__ОТРЫВОК ИЗ ИСТОЧНИКА__
►

Полная версия:
В поисках великого может быть
Как известно, всякая тень – это проекция трёхмерного пространства на двухмерное. А призрак – это проекция четырёхмерного пространства на трёхмерное. Четвёртой координатой здесь является время. Это прошлое, которое отбрасывает тень в настоящее. И встреча Гамлета с тенью отца – это встреча Гамлета с прошлым. Возникает ситуация, близкая к «Орестее» Эсхила. Там тоже дядя героя, узурпировавший власть, убивший царя Агамемнона, его отца, становится мужем его матери. И, подобно Оресту, Гамлет тоже должен отомстить. Но положение Гамлета не похоже на положение Ореста. Для Ореста не было никакой проблемы в том, чтобы покончить с Эгисфом, для него мучительно мстить матери, Клитемнестре. А Гамлета тень отца призывает:
Мой сын, не оставайся равнодушным.
Не дай постели датских королей
Служить кровосмешенью и распутству!
Однако, как бы ни сложилась месть,
Не оскверняй души и умышленьем
Не посягай на мать. На то ей Бог,
И совести глубокие уколы. (212)
(акт I, сцена пятая).
Призрак всячески подчёркивает: «Мать не трогай!» Таким образом, ситуация как бы упрощается. Гамлет должен наказать лишь негодяя Клавдия.
И в этой связи – одна странность. Из всего того, что рассказывает Призрак, Гамлета больше всего волнует, казалось бы, то, что не должно волновать:
Где грифель мой? Я это запишу,
Что можно улыбаться, улыбаться
И быть мерзавцем. Если не везде,
То, достоверно, в Дании. (213)
(акт I, сцена пятая).
Гамлета могло бы поразить другое: брат убил брата. Причём столь подло – спящему влил в ухо яд. А его почему-то больше всего волнует, что можно улыбаться и оставаться злодеем. Он даже считает нужным записать это наблюдение. Все притворяются, никто не бывает самим собой.

◄

__ПИСЬМЕННЫЕ ЗАДАНИЯ__
1. Ответьте по отрывку о Гамлете коротко на каждый вопрос:
(а) Что служит четвёртой координатой?
(б) Кому Оресту было мучительно мстить?
(в) Каким способом брат убил брата?
2. Почему, согласно отрывку о Гамлете, ситуация как бы упрощается? Объясните в одном–трёх предложениях.
3. Замените в отрывке о Гамлете «негодяя» на «мерзавца» и приведите текст от слов «Однако, как бы» до слов «лишь негодяя Клавдия.» включительно.
Перечень дальше — отдельный материал, к отрывку о Гамлете он не относится.

[Подписи точек объектов]
►

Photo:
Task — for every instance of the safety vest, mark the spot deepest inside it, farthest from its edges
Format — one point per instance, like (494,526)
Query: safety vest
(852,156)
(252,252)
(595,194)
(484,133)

◄

__ОТВЕТЫ ПО ЗАДАНИЯМ__
1.
(а) Время.
(б) Матери, Клитемнестре.
(в) Спящему влил в ухо яд.

2. Призрак всячески подчёркивает, что мать трогать нельзя. Поэтому Гамлет должен наказать лишь негодяя Клавдия.

3.
Однако, как бы ни сложилась месть,
Не оскверняй души и умышленьем
Не посягай на мать. На то ей Бог,
И совести глубокие уколы. (212)
(акт I, сцена пятая).
Призрак всячески подчёркивает: «Мать не трогай!» Таким образом, ситуация как бы упрощается. Гамлет должен наказать лишь мерзавца Клавдия.